To do:
Reproduce each record verbatim, images excluded.

Provided material:

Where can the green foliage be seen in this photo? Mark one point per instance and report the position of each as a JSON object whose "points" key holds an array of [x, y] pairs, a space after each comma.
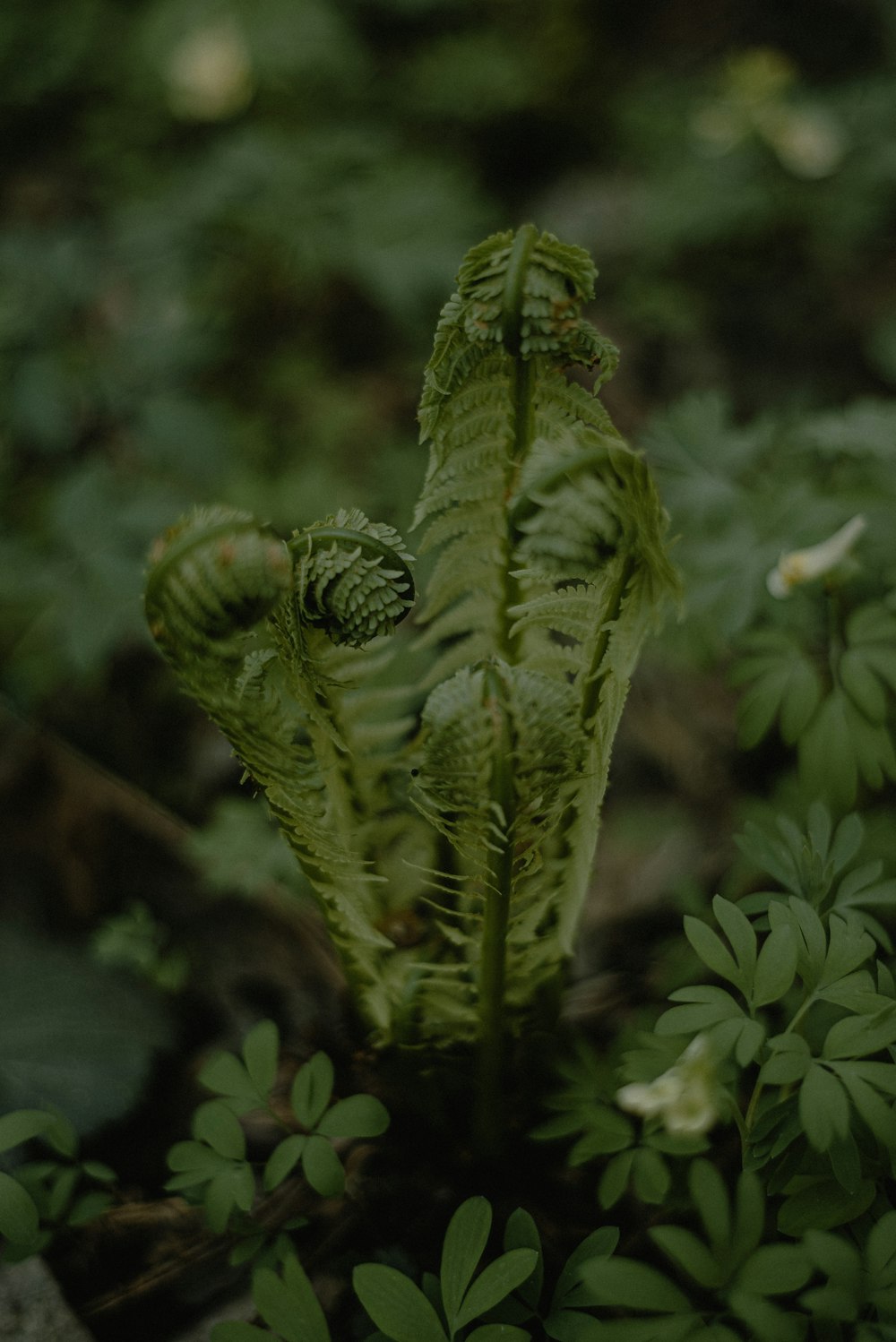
{"points": [[75, 1037], [40, 1196], [552, 569], [134, 940], [813, 628], [213, 1166], [730, 1266], [509, 1293]]}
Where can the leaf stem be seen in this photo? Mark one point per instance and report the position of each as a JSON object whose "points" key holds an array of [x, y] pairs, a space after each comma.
{"points": [[488, 1112]]}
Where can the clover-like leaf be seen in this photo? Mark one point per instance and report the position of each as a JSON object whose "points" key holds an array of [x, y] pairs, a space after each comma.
{"points": [[357, 1115], [323, 1168], [261, 1053], [283, 1160], [312, 1090], [19, 1217], [463, 1245], [494, 1283], [219, 1128], [289, 1304], [625, 1283], [397, 1307], [823, 1107]]}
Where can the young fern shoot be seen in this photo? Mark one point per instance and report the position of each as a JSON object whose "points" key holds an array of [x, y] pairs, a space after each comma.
{"points": [[477, 821]]}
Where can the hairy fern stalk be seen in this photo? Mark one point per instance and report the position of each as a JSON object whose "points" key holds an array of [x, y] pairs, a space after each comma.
{"points": [[450, 846]]}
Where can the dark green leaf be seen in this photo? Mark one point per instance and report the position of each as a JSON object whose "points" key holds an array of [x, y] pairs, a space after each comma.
{"points": [[235, 1330], [615, 1180], [397, 1306], [711, 1200], [227, 1075], [499, 1333], [874, 1109], [849, 946], [823, 1107], [774, 1269], [494, 1283], [766, 1320], [711, 951], [880, 1251], [823, 1204], [685, 1251], [776, 967], [463, 1245], [196, 1158], [216, 1125], [788, 1062], [289, 1303], [232, 1188], [312, 1090], [74, 1037], [739, 932], [19, 1220], [570, 1288], [573, 1326], [261, 1051], [22, 1125], [283, 1160], [650, 1175], [858, 1035], [323, 1166], [625, 1283], [521, 1232], [358, 1115]]}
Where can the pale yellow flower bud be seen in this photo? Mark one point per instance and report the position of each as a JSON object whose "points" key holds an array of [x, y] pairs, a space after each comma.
{"points": [[685, 1097], [802, 565]]}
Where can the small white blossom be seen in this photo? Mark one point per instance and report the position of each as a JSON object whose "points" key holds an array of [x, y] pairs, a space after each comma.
{"points": [[802, 565], [685, 1097]]}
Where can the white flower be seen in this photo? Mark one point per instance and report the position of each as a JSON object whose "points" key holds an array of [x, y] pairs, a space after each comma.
{"points": [[210, 73], [804, 565], [685, 1097]]}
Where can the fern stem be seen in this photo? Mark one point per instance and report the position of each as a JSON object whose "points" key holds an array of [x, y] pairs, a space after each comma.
{"points": [[613, 611], [488, 1115]]}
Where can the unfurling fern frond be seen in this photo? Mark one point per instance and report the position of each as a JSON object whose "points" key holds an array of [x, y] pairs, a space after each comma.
{"points": [[549, 528], [549, 569], [353, 577], [212, 577], [253, 625]]}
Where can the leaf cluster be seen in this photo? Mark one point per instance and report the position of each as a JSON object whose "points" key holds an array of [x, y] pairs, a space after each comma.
{"points": [[215, 1166], [633, 1163], [38, 1196]]}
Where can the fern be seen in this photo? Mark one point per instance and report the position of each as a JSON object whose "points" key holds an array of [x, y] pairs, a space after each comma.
{"points": [[450, 852]]}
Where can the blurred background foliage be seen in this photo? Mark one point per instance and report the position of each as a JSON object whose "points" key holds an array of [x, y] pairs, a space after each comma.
{"points": [[227, 228]]}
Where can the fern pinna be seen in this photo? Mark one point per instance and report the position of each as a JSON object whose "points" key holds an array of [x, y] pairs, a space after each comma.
{"points": [[474, 821]]}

Written answer:
Where can the green foliage be seen in this photo? Mark one point per instance and report the position of each as a JSON object whose "points" key holds an array of [x, y] pairs, a space after each comma.
{"points": [[75, 1037], [40, 1196], [552, 569], [134, 940], [813, 628], [213, 1166], [730, 1266], [509, 1293]]}
Where can the leaf stem be seen in this photo? Mark one point per instance and report the position of each as a JSON object whose "points" key holds an array of [x, y] pairs, a space after each comma.
{"points": [[488, 1112]]}
Where can the clover-like leaf be seen in this photo? Mark one point per instance and report the position of each as a JSON object whose "points" key holds an array of [x, y] pairs, a space after each comma.
{"points": [[357, 1115], [323, 1168], [261, 1053], [283, 1160], [312, 1090], [19, 1217], [463, 1245], [494, 1283], [219, 1128], [289, 1304], [625, 1283], [397, 1307], [823, 1107]]}
Where can the young fern shoot be seen in this photo? Mark one point per instance and report the position of each as a JSON object whose "points" key holds an array of [x, y] pairs, a space after each comma.
{"points": [[477, 821]]}
Where can the hairy fern stalk be seen in this photo? Mark one point per instance and report the position of each as a JSON object whose "points" key holds an array of [x, y] pairs, a space after each comma.
{"points": [[450, 846]]}
Where can the dark green leaf be seen in this photo? Mark one point per instance and report the position of each as a JSON object whose "points" key holds an array of [x, y] pairs, a space after each comma.
{"points": [[235, 1330], [615, 1180], [397, 1306], [711, 1200], [227, 1075], [499, 1333], [874, 1109], [849, 946], [823, 1107], [774, 1269], [494, 1283], [766, 1320], [711, 951], [880, 1251], [823, 1204], [685, 1251], [776, 967], [463, 1245], [196, 1158], [216, 1125], [788, 1062], [289, 1303], [232, 1188], [312, 1090], [74, 1037], [739, 932], [19, 1220], [570, 1288], [573, 1326], [261, 1051], [22, 1125], [283, 1160], [650, 1175], [858, 1035], [323, 1166], [625, 1283], [521, 1232], [358, 1115]]}
Where can the pale yellow flower bud be seen in this photo? Mark one point per instance and report the position of each as a JSON object whose "points" key holds an array of [x, y] pairs, a space after each comma.
{"points": [[685, 1097], [802, 565]]}
Where can the small white blossom be seen in this photo? Mark one point per instance and report the position of each as a JSON object whose "points" key holds an array of [x, y] pairs, a space after each comma.
{"points": [[802, 565], [685, 1097]]}
Where can the white flower be seen in this photo? Mark one point per instance and report the position of each as a JSON object whose "points" key holds an array of [x, y] pairs, a space after each comma.
{"points": [[210, 73], [804, 565], [685, 1097]]}
Where can the fern stem be seen in this photo? Mark one point per instance and report the position of each as a JSON object whose "points" key holds an array of [x, y] pairs, a space after each comma.
{"points": [[613, 611], [488, 1115]]}
Where can the unfurling fern frond be seen in this photo? Mark one point per instance and report the position of each as a JSON object whose "points" key holds an array of [x, y] pairs, a space after each comma.
{"points": [[549, 528], [549, 569], [353, 577], [212, 577], [253, 625]]}
Where can the leaf cluster be seen in this photo? Mark one point per instance and report the position of each as a JSON object whose "points" key holds an array of [x, y] pairs, a space after each comma.
{"points": [[215, 1166], [633, 1163], [38, 1196]]}
Where can the fern be seen in this photo? Mark one point per instance and report the position of each as a JSON object whose "points" key holds an array of [x, y] pairs, a space after each comma.
{"points": [[450, 852]]}
Where can the blurred background foliage be seen in this photo? Mark one point per instance and report the position of each as a JSON object whose "points" key holds an array of [x, y] pairs, a space after each comma.
{"points": [[227, 228]]}
Where can the fern pinna be seen in this photo? Mark one point per instance and report the position of each as a JSON object whose "points" key holds an array of [x, y] pairs, a space after each comma.
{"points": [[474, 821]]}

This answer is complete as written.